**** DATA LINES

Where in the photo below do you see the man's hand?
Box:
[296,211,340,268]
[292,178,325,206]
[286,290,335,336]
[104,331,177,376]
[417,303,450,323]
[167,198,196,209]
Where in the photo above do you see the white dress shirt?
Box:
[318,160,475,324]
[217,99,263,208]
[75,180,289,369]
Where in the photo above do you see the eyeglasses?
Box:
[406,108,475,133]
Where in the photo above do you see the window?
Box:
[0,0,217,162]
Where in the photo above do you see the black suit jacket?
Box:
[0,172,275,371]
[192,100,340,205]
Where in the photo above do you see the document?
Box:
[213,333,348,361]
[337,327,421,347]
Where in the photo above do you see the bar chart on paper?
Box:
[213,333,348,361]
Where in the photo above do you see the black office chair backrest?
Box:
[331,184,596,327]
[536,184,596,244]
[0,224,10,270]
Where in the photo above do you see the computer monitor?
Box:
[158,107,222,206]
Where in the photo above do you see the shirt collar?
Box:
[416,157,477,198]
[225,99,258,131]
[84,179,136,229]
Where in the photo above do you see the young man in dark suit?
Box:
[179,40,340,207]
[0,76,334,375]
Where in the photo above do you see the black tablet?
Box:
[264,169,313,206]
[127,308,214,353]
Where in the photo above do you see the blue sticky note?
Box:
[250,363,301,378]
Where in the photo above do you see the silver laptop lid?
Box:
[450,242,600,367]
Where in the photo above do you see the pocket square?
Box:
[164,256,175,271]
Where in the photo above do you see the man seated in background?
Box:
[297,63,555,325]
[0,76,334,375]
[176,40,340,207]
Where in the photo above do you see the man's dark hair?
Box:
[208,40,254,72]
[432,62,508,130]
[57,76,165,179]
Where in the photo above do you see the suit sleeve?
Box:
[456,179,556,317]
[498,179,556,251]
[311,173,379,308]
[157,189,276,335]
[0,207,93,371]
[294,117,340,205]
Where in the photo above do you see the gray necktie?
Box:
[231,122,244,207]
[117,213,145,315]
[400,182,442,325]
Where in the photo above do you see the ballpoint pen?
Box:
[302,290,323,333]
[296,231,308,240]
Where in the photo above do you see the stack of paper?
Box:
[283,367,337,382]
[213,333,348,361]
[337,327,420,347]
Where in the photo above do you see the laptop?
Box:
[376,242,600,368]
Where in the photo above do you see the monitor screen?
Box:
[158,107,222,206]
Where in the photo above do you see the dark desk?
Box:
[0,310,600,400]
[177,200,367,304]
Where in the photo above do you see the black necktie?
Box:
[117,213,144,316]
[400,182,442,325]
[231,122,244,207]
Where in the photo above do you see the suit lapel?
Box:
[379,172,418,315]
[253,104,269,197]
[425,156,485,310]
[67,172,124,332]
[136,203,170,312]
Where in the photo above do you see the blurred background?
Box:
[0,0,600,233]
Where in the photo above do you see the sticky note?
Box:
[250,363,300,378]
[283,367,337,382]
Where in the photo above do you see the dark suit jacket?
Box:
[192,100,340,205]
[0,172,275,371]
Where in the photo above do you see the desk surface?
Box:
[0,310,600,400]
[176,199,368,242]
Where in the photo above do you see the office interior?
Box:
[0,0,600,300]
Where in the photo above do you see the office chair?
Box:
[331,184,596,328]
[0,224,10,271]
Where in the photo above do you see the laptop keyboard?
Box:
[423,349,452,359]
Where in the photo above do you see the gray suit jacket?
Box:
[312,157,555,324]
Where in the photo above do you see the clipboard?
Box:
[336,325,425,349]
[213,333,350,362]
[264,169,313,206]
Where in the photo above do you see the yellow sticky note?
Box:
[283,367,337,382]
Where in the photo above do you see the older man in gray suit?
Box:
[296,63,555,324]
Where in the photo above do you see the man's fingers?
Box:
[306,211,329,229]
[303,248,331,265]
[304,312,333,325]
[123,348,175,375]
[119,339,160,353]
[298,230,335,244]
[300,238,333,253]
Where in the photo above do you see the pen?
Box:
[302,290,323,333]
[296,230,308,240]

********

EXERCISE INSTRUCTIONS. Turn the lines from the one containing "Where in the photo above do you see the dark desk?" through the one containing "[0,0,600,300]", both included, into a JSON list of strings with one string per line and no blank lines.

TASK RESPONSE.
[
  "Where in the photo above do you see the dark desk?",
  "Box:",
  "[0,310,600,400]",
  "[177,200,367,304]",
  "Where in the photo above do you see the black necktie?",
  "Box:",
  "[117,213,144,316]",
  "[400,182,442,325]",
  "[231,122,244,207]",
  "Where in the photo above do you see the suit lapel?",
  "Box:",
  "[379,172,418,315]",
  "[253,104,269,197]",
  "[425,156,485,310]",
  "[67,172,124,332]",
  "[136,203,170,312]",
  "Where in the photo above do you see the blurred background?",
  "Box:",
  "[0,0,600,233]",
  "Where in the photo above do you see the sticky note?",
  "Box:",
  "[250,363,300,378]",
  "[283,367,337,382]",
  "Where in the photo above do you see the dark suit jacket?",
  "Box:",
  "[192,100,340,205]",
  "[0,172,275,371]",
  "Where in the photo above do you see the desk surface?",
  "Box:",
  "[0,310,600,400]",
  "[176,199,368,242]",
  "Where in the photo above do you see the office interior?",
  "Box:",
  "[0,0,600,300]"
]